Cluster analysis of polymers using laser-induced breakdown spectroscopy with K-means

Yangmin GUO; Yun TANG; Yu DU; Shisong TANG; Lianbo GUO; Xiangyou LI; Yongfeng LU; Xiaoyan ZENG

doi:10.1088/2058-6272/aaaade

1. Introduction

The rapid development of economy and industries has brought great increase in the consumption of polymers (plastics) [1]. The recycling of waste industrial polymers has become an urgent issue to solve the ecological environment pollution and save precious resources such as air, soil and water [2]. Classification are crucial stages in recycling of the waste polymers. Several techniques such as near-infrared (NIR) spectroscopy [3], x-ray fluorescence (XRF) spectroscopy [4], and Raman spectroscopy [5], have been investigated for the classification of polymers. However, there are some problems with the methods described above. NIR has been applied extensively in polymers recycling, but it is not applicable to identify black polymers colored using carbon black pigments [6]. The Raman effect is more susceptible to fluorescence and the parameters of optical system. XRF does not perform well on detecting carbon, oxygen, hydrogen, and nitrogen, while the four elements above are very important to differentiate polymers. Therefore, it has become one of the research focuses to classify a wide range of plastics effectively and efficiently.

Laser-induced breakdown spectroscopy (LIBS) is an effective and prospective technique for elemental analyses [7–13]. Due to its unique features such as no or little sample preparation, multi-elemental analysis, and rapid online analysis capability, LIBS for polymers classification has been investigated in recent years. Boueri et al adopted LIBS with artificial neural network, to identify eight kinds of polymers by using 14 spectral lines, including metallic elements and non-metallic elements lines [14]. Anzano et al identified six kinds of plastics by using LIBS combined with simple statistical correlation methods, and the correct identification rate achieved more than 80% [15]. Banaee and Tavassoli applied discriminant function analysis with 10 spectral lines to identify and classify six kinds of polymers, and the correct classification accuracy achieved 99% [16]. Yu et al improved the identification accuracy of eleven kinds of polymers to nearly 100% by adjusting spectral weightings [17]. He et al compared three unsupervised learning methods (hierarchical cluster, K-means, and Iterative Self-Organizing Data Analysis Technique) in the cluster analysis of four kinds of polymers [18]. Costa et al classified six kinds of polymer e-waste with k-nearest neighbors and soft independent modeling of class analogy, and the average accuracies were 98% and 92%, respectively [19]. The meaningful work described above demonstrated that classification of polymers by using LIBS with supervised or unsupervised learning method is feasible. However, there are still some problems. The additives, such as heavy metals, brominated flame retardants and pigments, are added during production of industrial products. The additives in plastics usually varied in species and contents. Therefore, the classification accuracy will be limited if the characteristic spectral lines of additives were used. Furthermore, the number of plastics types, in general, must be specified in advance, but there is usually no prior knowledge about the dataset.

» **GIVEN PROBLEM 1**:
In the introduction on classifying polymers with LIBS:
(a) Which polymers can NIR spectroscopy not identify?
(b) Which four elements does XRF detect poorly?
(c) For how many kinds of polymers did Yu et al raise identification accuracy to nearly 100%?
» **GIVEN PROBLEM 2**: Carry on with the introduction on classifying polymers with LIBS, starting after its final sentence.
The lines that follow this text aren't needed.

» **DATASET CONTENT**:
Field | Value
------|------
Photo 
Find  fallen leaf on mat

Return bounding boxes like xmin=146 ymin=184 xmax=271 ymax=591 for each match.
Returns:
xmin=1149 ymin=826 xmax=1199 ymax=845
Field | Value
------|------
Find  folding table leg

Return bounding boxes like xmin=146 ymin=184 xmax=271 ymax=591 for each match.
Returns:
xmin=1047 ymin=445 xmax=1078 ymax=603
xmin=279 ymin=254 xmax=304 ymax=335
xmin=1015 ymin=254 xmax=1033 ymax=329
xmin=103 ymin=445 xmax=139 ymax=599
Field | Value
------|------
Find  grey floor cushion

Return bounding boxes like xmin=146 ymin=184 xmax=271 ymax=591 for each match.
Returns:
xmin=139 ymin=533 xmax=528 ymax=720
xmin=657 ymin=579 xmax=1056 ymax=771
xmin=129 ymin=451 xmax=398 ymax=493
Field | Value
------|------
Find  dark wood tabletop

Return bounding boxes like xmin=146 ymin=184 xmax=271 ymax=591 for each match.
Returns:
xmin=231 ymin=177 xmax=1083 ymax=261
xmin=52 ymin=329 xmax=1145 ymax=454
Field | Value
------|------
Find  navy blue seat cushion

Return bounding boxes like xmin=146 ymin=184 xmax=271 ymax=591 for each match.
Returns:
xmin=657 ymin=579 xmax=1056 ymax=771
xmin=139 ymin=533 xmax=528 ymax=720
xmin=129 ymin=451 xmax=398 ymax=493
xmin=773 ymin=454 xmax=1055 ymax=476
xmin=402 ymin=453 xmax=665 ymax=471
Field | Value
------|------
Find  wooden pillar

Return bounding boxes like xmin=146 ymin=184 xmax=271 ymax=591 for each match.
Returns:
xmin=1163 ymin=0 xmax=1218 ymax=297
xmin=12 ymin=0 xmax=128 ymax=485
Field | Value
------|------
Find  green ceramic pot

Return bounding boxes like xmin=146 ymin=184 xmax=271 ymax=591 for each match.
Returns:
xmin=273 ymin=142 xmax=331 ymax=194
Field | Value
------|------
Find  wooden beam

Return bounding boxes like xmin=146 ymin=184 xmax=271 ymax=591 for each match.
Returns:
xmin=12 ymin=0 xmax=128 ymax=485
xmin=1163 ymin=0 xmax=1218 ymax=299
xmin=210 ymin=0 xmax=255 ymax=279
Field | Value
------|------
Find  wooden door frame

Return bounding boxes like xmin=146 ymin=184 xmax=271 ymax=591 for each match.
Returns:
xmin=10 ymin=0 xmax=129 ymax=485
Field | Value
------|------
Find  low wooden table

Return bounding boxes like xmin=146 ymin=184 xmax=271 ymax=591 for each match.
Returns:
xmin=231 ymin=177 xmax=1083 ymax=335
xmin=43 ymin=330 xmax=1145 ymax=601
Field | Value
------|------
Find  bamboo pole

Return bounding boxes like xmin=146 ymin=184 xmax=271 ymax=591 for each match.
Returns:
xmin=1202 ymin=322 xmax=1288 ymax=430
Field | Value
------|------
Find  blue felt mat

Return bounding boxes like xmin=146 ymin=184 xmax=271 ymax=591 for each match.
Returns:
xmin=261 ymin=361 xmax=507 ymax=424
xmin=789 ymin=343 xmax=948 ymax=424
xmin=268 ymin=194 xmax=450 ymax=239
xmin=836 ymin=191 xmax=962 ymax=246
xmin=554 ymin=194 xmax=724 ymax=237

» **EXPECTED OUTPUT 1**:
(a) Black polymers colored with carbon black pigments.
(b) Carbon, oxygen, hydrogen, and nitrogen.
(c) Eleven.

» **EXPECTED OUTPUT 2**:
To address the problems described above, LIBS combined with unsupervised learning algorithm K-means was applied for classification of industrial polymers by using only four characteristic spectral lines. In this study, the cluster analysis was achieved by an iterative process, where the average relative standard deviation (ARSD) values of characteristic spectral lines were used as the criterion. The Davies–Bouldin (DB) index was used to determine the initial number of clusters [20].

2. Experiments and methods

2.1. Experimental setup and samples

A schematic diagram of the LIBS setup used in this study is shown in figure 1. A second harmonic Q-Switched Nd:YAG pulsed laser operating at 532 nm (pulse duration 6 ns, repetition rate 10 Hz, pulse energy 40 mJ) was used in ambient air. The laser beam was reflected by a dichroic mirror and focused onto the surface of polymer samples perpendicularly by a lens with a focal length of 150 mm. The plasma emission was collected by a light collector, and then was coupled into an echelle spectrometer (Andor Tech., Mechelle 5000, spectral range from 200 to 950 nm, resolution λ/Δλ = 5000) coupled with an intensified charge-coupled device camera (Andor Tech., iStar DH-334T). The sample was placed on a platform controlled by a computer. The samples used in this study consisted of 20 kinds of industrial polymers as listed in table 1.

Table 1. Experiment samples and their physical properties.

Samples	Abbr. (color) (#NO.)	Samples	Abbr. (color) (#NO.)
Acrylonitrile butadiene styrene	ABS1 (yellow)(#1)	Polymethyl-methacrylate	PMMA3 (gray)(#11)
	ABS2 (black)(#2)		PMMA4 (red)(#12)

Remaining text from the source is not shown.